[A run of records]
━━━━━━━━━━

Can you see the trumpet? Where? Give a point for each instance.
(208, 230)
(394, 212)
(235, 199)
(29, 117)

━━━━━━━━━━

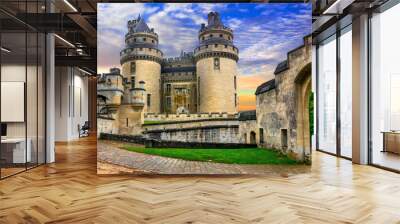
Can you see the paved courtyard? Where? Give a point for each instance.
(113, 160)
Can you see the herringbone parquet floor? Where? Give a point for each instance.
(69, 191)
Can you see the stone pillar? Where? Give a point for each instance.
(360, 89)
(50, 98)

━━━━━━━━━━

List every line in the rows above that contains the word "Give". Case counts.

Can you see the trumpet? Where? Give a point for each instance.
Can you see the paved courtyard? Where? Give a point for each instance.
Can you see the herringbone parquet floor? Where? Give a point for each instance.
Can you see the stone pillar? Where? Give a point for each instance.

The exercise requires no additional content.